(What you are asked to do): Retype everything from "Student monitoring software, like" down to "is only growing." in the passage on student monitoring software below.

[Opening Reading text section]

Student monitoring software, like GoGuardian, Blocksi and Securely, has been used for years, coinciding with many 1:1 technology initiatives that supply students with school laptops that have monitoring software already installed. But during the pandemic the utilization of the software exploded, especially when it came to test taking, since some schools attempted to recreate the testing environment that was found in person and pre-pandemic. This has raised a number of problems and questions about the uses and invasiveness of these programs.

Recently, Cumberland Valley School District in Pennsylvania installed Blocksi on their school issued laptops and received strong pushback from parents who called the program “virus spyware” and claimed it was migrating onto personal and work computers in the home. The school district pushed back on that claim but this problem is only growing.

President Biden signed the Bipartisan Safer Communities Act in June 2022 which could expand these problems.The legislation aims to increase school safety especially around school violence and shootings but includes large budgets for increased data gathering and monitoring of students, including $200 million for the Office of Community Oriented Policing Services (COPS Office) within the Department of Justice (DOJ).

[Closing Reading text section]
[Opening Provided information section]

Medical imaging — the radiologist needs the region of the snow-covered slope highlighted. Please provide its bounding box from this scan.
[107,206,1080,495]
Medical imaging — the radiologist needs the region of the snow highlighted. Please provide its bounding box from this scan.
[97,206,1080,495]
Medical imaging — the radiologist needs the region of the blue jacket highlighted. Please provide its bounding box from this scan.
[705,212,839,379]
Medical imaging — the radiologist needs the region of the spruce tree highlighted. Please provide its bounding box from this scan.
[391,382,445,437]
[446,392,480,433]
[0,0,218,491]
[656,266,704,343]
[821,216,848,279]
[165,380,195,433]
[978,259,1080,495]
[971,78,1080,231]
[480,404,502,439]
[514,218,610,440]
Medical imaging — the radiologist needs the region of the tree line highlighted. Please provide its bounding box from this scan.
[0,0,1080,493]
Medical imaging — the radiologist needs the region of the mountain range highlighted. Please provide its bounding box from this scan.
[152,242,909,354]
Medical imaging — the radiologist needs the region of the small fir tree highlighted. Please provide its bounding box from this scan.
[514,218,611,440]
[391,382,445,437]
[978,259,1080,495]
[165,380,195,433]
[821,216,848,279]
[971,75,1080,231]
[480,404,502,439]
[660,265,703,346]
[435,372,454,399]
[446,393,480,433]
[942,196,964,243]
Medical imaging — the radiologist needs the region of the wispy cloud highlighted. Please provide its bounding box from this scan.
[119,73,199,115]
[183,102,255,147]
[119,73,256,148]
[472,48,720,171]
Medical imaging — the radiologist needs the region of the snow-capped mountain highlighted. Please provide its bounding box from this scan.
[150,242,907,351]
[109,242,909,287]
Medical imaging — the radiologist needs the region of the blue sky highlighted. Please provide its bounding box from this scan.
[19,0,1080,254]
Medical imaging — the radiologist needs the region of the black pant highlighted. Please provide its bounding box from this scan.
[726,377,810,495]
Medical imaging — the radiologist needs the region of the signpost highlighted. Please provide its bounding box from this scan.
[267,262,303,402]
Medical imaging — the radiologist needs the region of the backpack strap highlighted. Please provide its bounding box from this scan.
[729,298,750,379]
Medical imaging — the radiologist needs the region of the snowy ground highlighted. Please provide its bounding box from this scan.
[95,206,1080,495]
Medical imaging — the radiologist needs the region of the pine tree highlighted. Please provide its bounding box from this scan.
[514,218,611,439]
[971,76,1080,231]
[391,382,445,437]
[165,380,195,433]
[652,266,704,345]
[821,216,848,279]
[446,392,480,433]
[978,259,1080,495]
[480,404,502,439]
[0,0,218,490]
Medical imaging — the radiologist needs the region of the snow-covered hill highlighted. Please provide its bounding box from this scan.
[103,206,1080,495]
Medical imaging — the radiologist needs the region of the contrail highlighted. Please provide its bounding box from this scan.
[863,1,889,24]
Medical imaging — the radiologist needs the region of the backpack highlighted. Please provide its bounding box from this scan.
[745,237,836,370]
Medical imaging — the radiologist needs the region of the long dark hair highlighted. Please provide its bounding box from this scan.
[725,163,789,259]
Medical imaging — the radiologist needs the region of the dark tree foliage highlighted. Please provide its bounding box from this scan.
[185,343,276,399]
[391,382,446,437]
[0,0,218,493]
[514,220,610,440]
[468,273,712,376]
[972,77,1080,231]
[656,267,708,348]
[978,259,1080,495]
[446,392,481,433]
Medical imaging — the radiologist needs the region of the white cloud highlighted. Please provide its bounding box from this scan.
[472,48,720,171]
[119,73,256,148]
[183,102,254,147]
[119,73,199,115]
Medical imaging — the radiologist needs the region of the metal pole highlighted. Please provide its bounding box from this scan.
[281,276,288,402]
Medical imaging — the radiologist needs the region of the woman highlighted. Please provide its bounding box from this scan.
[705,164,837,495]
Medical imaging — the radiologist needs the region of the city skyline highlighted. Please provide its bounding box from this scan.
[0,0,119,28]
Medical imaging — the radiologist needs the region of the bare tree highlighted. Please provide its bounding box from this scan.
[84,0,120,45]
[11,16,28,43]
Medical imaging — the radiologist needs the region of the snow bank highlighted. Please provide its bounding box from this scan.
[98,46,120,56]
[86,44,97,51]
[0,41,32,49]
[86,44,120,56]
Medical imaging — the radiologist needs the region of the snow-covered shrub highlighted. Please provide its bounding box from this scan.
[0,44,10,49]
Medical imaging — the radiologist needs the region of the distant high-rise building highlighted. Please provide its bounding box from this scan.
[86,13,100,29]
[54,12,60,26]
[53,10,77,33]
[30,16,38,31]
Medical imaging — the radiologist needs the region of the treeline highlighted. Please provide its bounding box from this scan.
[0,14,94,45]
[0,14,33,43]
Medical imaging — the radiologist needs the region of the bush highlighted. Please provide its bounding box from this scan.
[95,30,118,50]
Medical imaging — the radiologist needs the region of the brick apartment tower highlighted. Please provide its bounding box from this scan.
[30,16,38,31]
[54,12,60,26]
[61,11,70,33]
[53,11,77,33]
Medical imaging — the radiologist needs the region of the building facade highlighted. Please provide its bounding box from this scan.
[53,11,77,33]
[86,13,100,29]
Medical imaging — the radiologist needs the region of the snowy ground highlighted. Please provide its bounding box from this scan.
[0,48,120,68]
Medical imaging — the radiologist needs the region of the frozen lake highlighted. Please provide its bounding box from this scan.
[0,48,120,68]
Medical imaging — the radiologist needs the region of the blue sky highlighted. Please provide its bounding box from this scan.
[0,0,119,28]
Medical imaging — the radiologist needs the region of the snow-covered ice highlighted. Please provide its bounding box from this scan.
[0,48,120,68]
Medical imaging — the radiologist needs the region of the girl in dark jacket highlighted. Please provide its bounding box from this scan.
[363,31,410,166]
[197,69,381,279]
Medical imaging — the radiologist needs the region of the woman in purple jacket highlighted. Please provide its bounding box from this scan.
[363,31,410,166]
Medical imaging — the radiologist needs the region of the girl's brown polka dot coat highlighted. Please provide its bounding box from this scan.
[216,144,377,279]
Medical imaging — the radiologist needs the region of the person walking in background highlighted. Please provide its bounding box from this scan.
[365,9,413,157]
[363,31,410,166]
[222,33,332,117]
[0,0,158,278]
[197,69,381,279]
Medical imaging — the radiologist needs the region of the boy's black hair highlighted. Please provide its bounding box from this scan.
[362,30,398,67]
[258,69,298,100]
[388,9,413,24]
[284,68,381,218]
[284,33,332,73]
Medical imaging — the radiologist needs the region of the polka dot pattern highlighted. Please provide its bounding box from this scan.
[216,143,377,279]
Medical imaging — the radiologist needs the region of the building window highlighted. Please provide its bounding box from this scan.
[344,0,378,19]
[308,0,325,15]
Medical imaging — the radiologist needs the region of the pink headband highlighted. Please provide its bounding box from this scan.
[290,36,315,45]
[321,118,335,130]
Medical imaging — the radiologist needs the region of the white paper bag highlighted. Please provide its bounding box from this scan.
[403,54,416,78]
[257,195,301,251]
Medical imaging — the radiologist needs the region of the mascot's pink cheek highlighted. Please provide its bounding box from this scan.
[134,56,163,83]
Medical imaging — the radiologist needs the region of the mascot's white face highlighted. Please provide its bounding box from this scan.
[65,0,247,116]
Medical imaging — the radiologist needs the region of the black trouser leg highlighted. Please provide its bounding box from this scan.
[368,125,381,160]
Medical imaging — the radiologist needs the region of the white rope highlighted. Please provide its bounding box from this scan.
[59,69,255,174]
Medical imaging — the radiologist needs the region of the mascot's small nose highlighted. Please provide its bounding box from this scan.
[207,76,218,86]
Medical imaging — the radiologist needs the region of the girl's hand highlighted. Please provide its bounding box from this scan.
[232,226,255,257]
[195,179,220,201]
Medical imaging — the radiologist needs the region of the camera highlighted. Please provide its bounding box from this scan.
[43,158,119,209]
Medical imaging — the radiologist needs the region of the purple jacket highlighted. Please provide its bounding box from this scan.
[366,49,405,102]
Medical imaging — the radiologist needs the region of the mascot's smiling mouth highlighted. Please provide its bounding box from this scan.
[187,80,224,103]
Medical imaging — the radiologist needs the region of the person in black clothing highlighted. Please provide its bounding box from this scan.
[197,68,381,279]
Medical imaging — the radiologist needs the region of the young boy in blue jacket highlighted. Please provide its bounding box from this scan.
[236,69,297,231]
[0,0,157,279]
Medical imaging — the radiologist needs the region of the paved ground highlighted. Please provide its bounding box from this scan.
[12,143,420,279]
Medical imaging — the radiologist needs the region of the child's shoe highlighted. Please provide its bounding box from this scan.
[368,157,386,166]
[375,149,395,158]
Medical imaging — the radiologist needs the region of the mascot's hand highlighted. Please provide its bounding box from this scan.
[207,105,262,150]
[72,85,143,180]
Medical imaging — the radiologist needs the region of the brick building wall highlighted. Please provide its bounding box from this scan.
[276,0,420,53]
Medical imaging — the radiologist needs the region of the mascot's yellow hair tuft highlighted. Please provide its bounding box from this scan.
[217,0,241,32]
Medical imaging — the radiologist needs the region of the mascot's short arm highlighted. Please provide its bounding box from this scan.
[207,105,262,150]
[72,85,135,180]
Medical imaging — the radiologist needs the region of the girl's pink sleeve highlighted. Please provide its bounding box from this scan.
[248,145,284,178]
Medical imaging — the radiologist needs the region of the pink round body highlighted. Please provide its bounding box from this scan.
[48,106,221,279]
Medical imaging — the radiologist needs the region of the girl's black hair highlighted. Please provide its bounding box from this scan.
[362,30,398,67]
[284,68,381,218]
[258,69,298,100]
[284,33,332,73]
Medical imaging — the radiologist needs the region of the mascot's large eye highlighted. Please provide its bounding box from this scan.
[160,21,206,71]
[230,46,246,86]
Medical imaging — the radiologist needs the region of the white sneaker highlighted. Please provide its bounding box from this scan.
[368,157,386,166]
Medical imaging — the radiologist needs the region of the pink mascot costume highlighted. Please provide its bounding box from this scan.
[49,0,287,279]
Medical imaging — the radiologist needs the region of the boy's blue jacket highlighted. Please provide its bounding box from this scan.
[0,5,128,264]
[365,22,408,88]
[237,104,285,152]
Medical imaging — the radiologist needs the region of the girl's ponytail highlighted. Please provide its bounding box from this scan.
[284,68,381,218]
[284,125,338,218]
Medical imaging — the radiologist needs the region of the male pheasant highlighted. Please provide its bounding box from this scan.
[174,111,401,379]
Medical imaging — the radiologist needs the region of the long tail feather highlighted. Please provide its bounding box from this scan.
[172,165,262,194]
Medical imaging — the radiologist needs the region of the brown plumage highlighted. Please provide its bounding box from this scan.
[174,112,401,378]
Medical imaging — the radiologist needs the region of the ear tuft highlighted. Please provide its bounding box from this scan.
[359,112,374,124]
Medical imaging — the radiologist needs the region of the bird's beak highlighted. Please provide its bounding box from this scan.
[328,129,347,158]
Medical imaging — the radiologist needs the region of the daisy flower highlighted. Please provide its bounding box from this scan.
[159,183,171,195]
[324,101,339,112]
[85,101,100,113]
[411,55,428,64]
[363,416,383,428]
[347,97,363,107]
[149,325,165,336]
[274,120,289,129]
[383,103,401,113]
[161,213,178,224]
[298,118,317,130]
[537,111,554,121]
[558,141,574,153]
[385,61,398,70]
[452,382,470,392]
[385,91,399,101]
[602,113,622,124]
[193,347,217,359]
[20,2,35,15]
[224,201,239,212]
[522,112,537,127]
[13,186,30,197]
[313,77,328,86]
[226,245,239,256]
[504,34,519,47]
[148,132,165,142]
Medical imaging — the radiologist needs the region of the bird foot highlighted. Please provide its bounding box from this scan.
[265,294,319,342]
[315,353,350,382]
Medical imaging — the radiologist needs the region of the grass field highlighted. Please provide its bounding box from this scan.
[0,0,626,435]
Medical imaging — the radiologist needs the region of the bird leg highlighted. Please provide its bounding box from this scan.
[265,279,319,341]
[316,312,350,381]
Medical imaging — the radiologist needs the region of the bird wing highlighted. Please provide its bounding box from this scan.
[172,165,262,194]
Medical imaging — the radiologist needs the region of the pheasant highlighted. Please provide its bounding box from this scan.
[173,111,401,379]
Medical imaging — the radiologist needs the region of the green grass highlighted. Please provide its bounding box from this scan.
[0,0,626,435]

[Closing Provided information section]

(Answer below):
Student monitoring software, like GoGuardian, Blocksi and Securely, has been used for years, coinciding with many 1:1 technology initiatives that supply students with school laptops that have monitoring software already installed. But during the pandemic the utilization of the software exploded, especially when it came to test taking, since some schools attempted to recreate the testing environment that was found in person and pre-pandemic. This has raised a number of problems and questions about the uses and invasiveness of these programs.

Recently, Cumberland Valley School District in Pennsylvania installed Blocksi on their school issued laptops and received strong pushback from parents who called the program “virus spyware” and claimed it was migrating onto personal and work computers in the home. The school district pushed back on that claim but this problem is only growing.